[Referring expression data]
/---

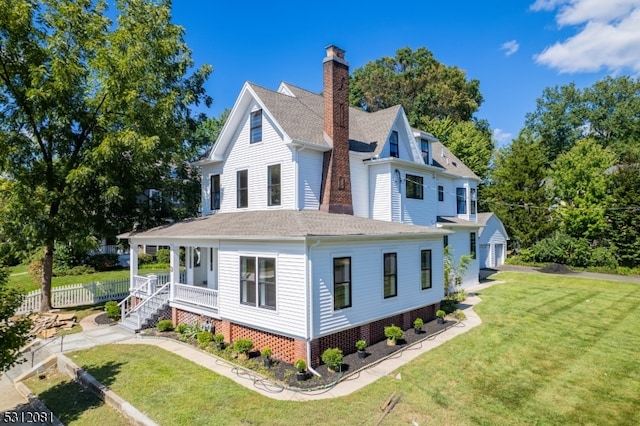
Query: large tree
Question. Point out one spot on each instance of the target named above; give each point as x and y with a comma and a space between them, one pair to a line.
608, 112
92, 112
436, 98
517, 191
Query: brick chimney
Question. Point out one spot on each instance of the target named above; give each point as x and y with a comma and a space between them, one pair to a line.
336, 173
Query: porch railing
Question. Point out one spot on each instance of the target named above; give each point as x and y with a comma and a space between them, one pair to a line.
205, 297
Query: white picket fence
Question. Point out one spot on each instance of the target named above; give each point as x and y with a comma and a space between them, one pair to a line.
81, 294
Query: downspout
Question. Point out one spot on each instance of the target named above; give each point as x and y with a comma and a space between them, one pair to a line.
310, 306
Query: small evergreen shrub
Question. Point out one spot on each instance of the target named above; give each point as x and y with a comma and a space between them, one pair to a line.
163, 256
112, 309
393, 332
333, 358
204, 339
243, 346
165, 325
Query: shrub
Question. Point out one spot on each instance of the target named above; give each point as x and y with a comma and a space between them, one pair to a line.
112, 309
104, 262
144, 258
165, 325
393, 332
333, 358
418, 323
204, 338
243, 346
163, 256
300, 365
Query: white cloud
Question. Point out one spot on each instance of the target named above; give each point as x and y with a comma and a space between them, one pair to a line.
501, 136
608, 35
510, 47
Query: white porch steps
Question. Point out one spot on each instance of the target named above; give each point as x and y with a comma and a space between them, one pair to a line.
147, 314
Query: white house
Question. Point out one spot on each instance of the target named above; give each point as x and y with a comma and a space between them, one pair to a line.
492, 239
321, 225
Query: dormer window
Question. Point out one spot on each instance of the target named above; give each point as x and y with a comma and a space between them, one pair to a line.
256, 126
394, 150
424, 147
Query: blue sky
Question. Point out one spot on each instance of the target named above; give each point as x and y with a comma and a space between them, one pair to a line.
515, 48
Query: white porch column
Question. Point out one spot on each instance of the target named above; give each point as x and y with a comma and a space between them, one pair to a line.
174, 262
133, 264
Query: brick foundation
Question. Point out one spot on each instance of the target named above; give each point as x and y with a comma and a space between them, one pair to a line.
288, 349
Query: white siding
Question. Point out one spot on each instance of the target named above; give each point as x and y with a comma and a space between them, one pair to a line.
309, 179
256, 157
368, 302
380, 191
359, 186
289, 318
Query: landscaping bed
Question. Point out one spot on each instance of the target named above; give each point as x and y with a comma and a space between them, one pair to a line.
285, 373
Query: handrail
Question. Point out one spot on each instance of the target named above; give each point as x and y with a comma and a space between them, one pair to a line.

\---

● What you should do
Repeat the records above exactly, from the first line through the line that contains "Query: white picket fence", and leave out the pictures.

● Output of the task
Query: large tree
Question. Point out one spot on each instance of the target named above; give each point as x and y with a comma and a space between them, one pair to a line.
608, 112
92, 112
436, 98
517, 191
Query: brick chimney
Question. Point out one spot on each instance of the target named above; give each point as x and y with a comma and a space between them, one pair to a line.
336, 173
Query: porch railing
Question. Point out one spot on each instance of the target named above; give each point as x and y with a comma and a space between them, one pair to a line.
205, 297
Query: white picket fence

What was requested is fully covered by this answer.